(Trecho da página):
Essa oposição não é apenas estética. Ela revela a estrutura de um sistema que produz simultaneamente o luxo e a miséria, a abundância e a fome, a “virtude” burguesa e a “degeneração” dos pobres. A prostituição — tema central do ensaio — não é, para Goldman, um desvio moral, mas uma consequência direta dessa desigualdade estrutural.

A sociedade que condena a prostituta é a mesma que empurra milhares de mulheres para a prostituição, seja ela legal (o casamento sem amor) ou ilegal (a venda direta do corpo). A diferença entre ambas é apenas o verniz moral que a Igreja e o Estado aplicam sobre a primeira.

(O que se pede): Indique se cada afirmação a seguir está de acordo com o trecho sobre a prostituição, respondendo sim ou não e citando as palavras do trecho que decidem a resposta. 1. Para Goldman, a prostituição é um desvio moral. 2. O casamento sem amor é apresentado como uma forma legal de prostituição. 3. O sistema descrito produz ao mesmo tempo o luxo e a miséria.

(Os dados):
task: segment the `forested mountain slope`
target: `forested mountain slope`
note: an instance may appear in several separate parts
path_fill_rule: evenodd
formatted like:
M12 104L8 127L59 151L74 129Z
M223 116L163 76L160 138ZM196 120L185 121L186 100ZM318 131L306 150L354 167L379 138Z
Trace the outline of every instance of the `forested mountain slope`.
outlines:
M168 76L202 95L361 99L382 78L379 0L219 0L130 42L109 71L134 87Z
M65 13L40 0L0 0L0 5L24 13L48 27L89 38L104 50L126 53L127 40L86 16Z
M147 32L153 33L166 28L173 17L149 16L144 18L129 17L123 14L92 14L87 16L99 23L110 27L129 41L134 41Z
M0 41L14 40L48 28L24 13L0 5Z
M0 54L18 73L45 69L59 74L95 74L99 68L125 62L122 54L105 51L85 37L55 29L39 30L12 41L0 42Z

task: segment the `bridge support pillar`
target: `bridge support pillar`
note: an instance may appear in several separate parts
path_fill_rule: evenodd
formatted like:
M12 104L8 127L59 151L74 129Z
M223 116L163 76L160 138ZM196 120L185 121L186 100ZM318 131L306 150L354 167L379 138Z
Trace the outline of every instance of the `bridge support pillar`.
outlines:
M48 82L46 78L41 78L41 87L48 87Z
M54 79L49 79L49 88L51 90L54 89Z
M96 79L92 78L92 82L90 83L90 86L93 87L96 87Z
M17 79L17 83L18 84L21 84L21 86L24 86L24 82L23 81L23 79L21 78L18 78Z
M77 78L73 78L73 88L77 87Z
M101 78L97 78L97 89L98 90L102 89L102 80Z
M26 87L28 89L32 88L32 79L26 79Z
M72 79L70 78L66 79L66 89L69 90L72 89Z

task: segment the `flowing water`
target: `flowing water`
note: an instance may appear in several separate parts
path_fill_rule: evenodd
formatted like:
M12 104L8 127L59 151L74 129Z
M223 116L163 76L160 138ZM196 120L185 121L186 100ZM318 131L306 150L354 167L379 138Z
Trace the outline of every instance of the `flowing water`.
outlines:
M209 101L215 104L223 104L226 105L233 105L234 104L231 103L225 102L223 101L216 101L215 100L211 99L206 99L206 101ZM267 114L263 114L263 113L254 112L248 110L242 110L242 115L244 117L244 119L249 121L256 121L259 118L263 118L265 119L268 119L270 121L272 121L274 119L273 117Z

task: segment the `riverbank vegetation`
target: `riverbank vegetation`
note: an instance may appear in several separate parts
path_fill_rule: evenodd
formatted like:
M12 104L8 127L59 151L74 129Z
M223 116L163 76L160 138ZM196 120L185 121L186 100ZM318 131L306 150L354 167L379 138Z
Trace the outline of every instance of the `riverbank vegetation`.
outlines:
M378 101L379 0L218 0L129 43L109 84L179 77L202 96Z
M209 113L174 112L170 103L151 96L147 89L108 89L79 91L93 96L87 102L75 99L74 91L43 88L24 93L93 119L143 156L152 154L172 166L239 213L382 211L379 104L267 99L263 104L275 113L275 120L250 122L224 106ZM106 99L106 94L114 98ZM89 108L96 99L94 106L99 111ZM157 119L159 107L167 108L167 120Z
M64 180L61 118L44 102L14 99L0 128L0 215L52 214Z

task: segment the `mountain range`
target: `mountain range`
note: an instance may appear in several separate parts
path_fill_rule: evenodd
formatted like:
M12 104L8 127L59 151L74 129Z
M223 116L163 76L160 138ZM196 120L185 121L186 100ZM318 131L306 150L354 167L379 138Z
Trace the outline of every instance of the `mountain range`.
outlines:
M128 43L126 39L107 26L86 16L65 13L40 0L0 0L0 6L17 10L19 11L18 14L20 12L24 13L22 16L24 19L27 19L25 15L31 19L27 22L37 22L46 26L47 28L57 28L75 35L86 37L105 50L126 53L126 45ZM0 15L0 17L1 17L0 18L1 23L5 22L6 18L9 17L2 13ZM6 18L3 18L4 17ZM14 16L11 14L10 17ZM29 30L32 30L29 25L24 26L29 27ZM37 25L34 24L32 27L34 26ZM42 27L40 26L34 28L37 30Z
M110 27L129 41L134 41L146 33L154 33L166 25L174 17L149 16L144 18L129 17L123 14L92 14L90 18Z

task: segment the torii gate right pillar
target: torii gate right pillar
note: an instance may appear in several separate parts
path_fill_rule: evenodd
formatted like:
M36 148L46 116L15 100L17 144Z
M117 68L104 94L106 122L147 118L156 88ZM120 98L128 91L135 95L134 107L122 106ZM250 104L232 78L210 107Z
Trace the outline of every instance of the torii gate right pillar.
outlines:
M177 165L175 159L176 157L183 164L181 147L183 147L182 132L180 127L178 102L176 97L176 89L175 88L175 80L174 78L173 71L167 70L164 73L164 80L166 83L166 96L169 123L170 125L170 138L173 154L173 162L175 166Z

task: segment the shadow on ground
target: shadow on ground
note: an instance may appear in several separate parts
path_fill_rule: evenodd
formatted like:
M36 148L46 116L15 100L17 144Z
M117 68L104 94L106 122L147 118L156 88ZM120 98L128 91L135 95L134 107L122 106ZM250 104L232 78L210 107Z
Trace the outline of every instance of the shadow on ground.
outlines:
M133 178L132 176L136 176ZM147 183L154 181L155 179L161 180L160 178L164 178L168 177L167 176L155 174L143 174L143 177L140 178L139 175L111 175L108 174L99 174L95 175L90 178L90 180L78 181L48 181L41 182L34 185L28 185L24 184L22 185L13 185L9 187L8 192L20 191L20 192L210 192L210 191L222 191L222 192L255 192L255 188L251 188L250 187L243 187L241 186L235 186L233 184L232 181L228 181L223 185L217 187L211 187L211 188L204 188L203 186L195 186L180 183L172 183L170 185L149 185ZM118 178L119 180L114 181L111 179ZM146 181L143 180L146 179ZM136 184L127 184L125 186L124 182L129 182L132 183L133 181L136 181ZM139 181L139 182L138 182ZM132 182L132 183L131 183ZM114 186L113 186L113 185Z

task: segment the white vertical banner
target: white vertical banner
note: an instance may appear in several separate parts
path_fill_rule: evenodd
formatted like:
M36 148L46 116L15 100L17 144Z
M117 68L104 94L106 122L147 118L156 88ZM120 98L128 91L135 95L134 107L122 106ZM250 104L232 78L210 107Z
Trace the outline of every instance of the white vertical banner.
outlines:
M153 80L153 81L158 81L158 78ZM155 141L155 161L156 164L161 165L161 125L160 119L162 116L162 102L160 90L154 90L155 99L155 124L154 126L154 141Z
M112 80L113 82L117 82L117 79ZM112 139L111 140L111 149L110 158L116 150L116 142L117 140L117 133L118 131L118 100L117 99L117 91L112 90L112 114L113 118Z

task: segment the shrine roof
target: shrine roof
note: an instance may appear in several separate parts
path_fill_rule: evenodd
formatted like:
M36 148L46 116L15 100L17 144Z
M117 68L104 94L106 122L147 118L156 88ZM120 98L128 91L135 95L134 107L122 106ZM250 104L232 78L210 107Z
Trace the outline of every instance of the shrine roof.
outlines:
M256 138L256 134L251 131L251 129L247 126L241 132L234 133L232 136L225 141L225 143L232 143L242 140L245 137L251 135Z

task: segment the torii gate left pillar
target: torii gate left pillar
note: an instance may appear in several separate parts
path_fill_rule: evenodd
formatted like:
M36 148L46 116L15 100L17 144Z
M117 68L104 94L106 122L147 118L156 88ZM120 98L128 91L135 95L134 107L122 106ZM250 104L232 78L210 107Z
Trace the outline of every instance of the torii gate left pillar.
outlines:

(Resposta):
1. Não: "não é, para Goldman, um desvio moral, mas uma consequência direta dessa desigualdade estrutural"
2. Sim: "seja ela legal (o casamento sem amor)"
3. Sim: "produz simultaneamente o luxo e a miséria"